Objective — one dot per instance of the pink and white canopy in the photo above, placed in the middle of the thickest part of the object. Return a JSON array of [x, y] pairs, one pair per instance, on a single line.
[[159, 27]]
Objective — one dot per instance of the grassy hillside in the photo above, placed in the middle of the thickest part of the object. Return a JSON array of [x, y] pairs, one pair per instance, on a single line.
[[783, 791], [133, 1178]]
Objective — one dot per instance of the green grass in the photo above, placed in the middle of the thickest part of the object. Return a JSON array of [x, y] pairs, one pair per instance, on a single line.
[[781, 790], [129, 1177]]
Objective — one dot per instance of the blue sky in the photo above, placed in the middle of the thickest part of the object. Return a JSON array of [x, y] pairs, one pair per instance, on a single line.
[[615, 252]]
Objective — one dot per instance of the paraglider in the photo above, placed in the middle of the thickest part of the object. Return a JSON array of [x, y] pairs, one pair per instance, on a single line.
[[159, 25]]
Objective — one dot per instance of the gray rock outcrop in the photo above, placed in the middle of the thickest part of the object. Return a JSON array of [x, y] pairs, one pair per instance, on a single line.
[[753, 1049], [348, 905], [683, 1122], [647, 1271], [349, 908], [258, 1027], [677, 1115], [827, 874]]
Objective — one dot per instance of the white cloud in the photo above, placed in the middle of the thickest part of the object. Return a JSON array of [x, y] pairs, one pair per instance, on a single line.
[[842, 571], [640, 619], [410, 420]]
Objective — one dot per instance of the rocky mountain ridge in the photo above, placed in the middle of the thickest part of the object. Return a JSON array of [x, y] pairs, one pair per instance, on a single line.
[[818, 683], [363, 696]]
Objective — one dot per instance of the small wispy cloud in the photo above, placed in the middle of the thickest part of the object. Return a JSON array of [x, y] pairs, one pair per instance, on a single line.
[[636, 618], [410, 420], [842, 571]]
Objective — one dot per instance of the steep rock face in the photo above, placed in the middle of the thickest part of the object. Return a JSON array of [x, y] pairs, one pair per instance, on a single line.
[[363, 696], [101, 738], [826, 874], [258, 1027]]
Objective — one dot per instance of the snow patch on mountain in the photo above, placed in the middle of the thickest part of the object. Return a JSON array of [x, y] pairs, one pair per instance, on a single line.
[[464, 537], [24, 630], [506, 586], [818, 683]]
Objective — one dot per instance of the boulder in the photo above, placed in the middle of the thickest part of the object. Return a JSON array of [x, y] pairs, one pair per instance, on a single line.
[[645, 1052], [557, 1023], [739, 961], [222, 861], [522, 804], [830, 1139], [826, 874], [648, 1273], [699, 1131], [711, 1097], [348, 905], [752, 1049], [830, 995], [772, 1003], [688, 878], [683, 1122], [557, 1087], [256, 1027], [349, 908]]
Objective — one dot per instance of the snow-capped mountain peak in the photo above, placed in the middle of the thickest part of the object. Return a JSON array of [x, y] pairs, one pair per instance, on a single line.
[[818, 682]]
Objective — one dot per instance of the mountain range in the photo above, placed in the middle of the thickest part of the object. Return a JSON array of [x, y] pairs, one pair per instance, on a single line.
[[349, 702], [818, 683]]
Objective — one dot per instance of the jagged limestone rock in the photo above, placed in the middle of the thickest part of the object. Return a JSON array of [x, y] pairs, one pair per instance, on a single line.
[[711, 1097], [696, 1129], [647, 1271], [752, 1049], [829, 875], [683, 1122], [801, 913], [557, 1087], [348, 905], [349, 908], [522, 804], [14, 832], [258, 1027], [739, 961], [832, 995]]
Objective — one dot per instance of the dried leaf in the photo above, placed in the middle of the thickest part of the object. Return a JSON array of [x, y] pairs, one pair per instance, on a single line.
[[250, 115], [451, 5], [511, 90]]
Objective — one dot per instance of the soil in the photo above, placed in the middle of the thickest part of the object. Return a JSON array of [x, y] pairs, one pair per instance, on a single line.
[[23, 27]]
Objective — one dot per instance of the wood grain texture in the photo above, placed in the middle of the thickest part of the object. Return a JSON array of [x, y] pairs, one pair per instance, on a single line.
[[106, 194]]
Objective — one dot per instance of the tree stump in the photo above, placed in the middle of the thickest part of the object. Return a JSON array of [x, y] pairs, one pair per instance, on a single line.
★ ★ ★ ★ ★ ★ ★
What you need to do -
Output every row above as a numbered list, one row per item, with blank lines omitted.

Full solution -
1. Objective — one dot per instance of the pink and white canopy in the photo above, placed in the middle of the thickest part of the object. Return a JSON array of [x, y] pairs, one pair per instance, on a single line.
2. [[159, 27]]
3. Objective — one dot per instance of the grassy hillside in the photo above, placed in the middle of the thickest part of the object. Return a JSON array of [x, y] pairs, one pair per instance, on a single line.
4. [[783, 791], [133, 1178]]
5. Objective — one dot per instance of the green grass in the photo above, placed in the middle of the thickest part of the object. Return a JSON array of [x, y] pairs, one pair per instance, on a single line.
6. [[781, 790], [129, 1177]]
7. Objective — one dot per instance of the blue sky in the photo above, placed in the middle of the thickest part of the object. Return a JSON array of [x, y] pairs, one pair per instance, on a single line.
8. [[615, 252]]
9. Objective — one dot per instance of the paraglider in the photo above, placed in the middle of the thickest part of the object. Return a JSON array of [x, y] pairs, one pair per instance, on a single line.
10. [[159, 25]]
11. Objective — one dot per instance of the gray rock outcrop in the photo above, placed in the middle of the thickest part of the object. Return a JSON array of [x, y] pairs, one pair per instance, on a single line.
12. [[753, 1049], [348, 905], [683, 1122], [647, 1271], [349, 908], [258, 1027], [677, 1115], [827, 874]]
13. Objective — one dot per instance of the white cloud in the photo above, placed in the middle of the thickest part of the object. Return a JSON array of [x, y] pairs, one pair per instance, on a single line.
14. [[842, 571], [640, 619], [410, 420]]
15. Objective — one dot per instance of the rocky mountain ridge in the photo above, placed in the middle of the thickest part of the object. Return a JSON array of [x, y] pairs, one pair per instance, on a single line.
16. [[818, 683], [363, 696]]
17. Objective — one dot per instance of the small wispy cloud in the photo above, placed in the middle of the thickest part of the object. Return a JSON array of [x, y] pairs, one pair per instance, on a single line.
18. [[636, 618], [410, 420], [842, 571]]
19. Objective — one dot per instance of the steep rock face in the photo above, placed in the middle of the thickest part of the object. Return a JSON array of [x, y] pairs, one pair per instance, on a single line.
20. [[363, 696], [101, 738], [826, 874], [258, 1027]]
21. Objective — one dot per instance of the snow patch on mountain in the photo above, placed in the middle of the thickest part of the object. Return a JSON array of [x, y] pairs, one pair per instance, on a single line.
22. [[464, 537], [24, 630], [506, 586], [818, 683]]
23. Objective — one dot per instance of the boulder in the photo above, placed in the middle of the thickest part of the object. Return a JSON array of [x, y] pairs, one pair per instance, on a single line.
24. [[645, 1052], [557, 1023], [739, 961], [222, 861], [522, 804], [830, 1139], [826, 874], [648, 1273], [699, 1131], [711, 1097], [348, 905], [752, 1049], [830, 995], [772, 1003], [688, 878], [683, 1122], [557, 1087], [256, 1027], [349, 908]]
25. Objective — one dot per instance of the snow-capped mountain peak in the photo above, placed in the middle of the thickest part of the object. Return a JSON array of [x, y] pairs, one pair per instance, on a single line.
26. [[818, 682]]
27. Objective — one dot per instance of the mountain range in the photo above, placed in the middle of the thickest part of the object. Return a JSON array of [x, y] pairs, one pair per instance, on a single line.
28. [[349, 702], [818, 683]]
29. Objective — one dot per instance of the jagged limestone rock in the photo above, placed in the middle of the thickest part of the object. Return a JSON array of [x, y] pairs, one pair per instance, on a single line.
30. [[711, 1097], [696, 1129], [647, 1271], [752, 1049], [829, 875], [683, 1122], [801, 913], [557, 1087], [348, 905], [349, 908], [522, 804], [14, 832], [258, 1027], [739, 961], [832, 995]]
31. Objective — one dot per instance of the dried leaf in the photo above, placed in the middle of the thickest part of the object. Return a JSON array of [x, y] pairs, one pair per instance, on a single line.
32. [[250, 115], [451, 5], [511, 90]]
33. Objective — one dot per instance of the soil in the photo above, placed in the middle of the thickest part of the object. Return a JSON array of [x, y] pairs, one pair per instance, on a single line.
34. [[23, 27]]
35. Objective — one dot per instance of the wood grain texture in the photo above, placed in the middle of the thickest part of the object. Return a JSON array of [x, y] pairs, one pair per instance, on a single line.
36. [[106, 194]]
37. Objective — one dot per instance of the tree stump in the photo above, placed in the middle of the thickest part of the object. Return a JSON array of [x, y] pairs, one pair per instance, on a single line.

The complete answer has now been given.